## What is asked
Render each line of the data below as a Markdown table with the columns Row and Line, numbering the rows and omitting blank lines.
* * * * * * *
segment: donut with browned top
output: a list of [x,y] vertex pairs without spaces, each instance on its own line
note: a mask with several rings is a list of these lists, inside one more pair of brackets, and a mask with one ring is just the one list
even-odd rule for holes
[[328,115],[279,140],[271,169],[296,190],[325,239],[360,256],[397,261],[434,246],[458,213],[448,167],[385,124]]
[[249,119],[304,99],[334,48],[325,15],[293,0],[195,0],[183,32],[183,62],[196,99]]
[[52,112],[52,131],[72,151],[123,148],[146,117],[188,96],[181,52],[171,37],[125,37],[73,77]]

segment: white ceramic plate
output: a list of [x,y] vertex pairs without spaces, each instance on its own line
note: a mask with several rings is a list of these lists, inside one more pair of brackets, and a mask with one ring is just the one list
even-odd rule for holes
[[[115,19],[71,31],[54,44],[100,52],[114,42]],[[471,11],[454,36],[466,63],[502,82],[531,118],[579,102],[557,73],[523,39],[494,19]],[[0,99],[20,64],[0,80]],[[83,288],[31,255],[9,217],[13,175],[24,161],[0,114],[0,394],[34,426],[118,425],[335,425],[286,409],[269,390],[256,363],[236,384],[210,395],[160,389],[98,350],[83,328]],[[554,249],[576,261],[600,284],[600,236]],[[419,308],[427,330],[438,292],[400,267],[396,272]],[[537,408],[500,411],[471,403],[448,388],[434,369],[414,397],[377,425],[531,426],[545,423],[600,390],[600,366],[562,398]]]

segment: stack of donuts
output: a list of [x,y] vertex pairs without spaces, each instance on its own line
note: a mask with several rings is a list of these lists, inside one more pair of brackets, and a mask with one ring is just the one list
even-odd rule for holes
* * * * * * *
## Correct output
| Row | Line |
|---|---|
| 1 | segment: donut with browned top |
| 2 | output: a list of [x,y] vertex pairs without spaces, each instance on its own line |
| 3 | note: a mask with several rings is a list of these lists, inside one more pair of brackets, and a mask with one ring is just the one list |
| 4 | even-odd rule for holes |
| 5 | [[328,115],[279,140],[271,169],[296,190],[325,239],[360,256],[397,261],[434,246],[458,213],[448,167],[385,124]] |
| 6 | [[249,119],[304,99],[334,48],[325,15],[293,0],[195,0],[183,32],[183,62],[196,99]] |
| 7 | [[52,112],[52,131],[72,151],[123,148],[146,117],[188,96],[181,52],[171,37],[125,37],[73,77]] |
| 8 | segment: white ceramic plate |
| 9 | output: a list of [x,y] vertex pairs without spaces, each instance on its own line |
| 10 | note: a mask with several rings is a list of these lists, inside one more pair of brackets, and a mask with one ring is just the one list |
| 11 | even-odd rule for holes |
| 12 | [[[115,19],[71,31],[54,44],[100,52],[114,42]],[[471,11],[454,36],[466,63],[502,82],[531,118],[579,102],[557,73],[523,39],[494,19]],[[0,99],[20,64],[0,80]],[[83,288],[31,255],[9,217],[13,175],[24,161],[0,114],[0,394],[34,426],[118,425],[335,425],[286,409],[269,390],[256,363],[236,384],[210,395],[160,389],[98,350],[83,328]],[[554,249],[576,261],[600,284],[600,236]],[[419,308],[427,330],[438,292],[400,267],[396,272]],[[537,408],[500,411],[471,403],[448,388],[434,369],[414,397],[377,425],[531,426],[545,423],[600,390],[600,366],[562,398]]] |
| 13 | segment: stack of donuts |
| 14 | output: a list of [x,y] vertex pairs without spaces, each instance on its own line |
| 15 | note: a mask with several rings is a list of these lists, inside one more pair of brackets, and a mask with one ring is just the one list |
| 16 | even-odd rule for holes |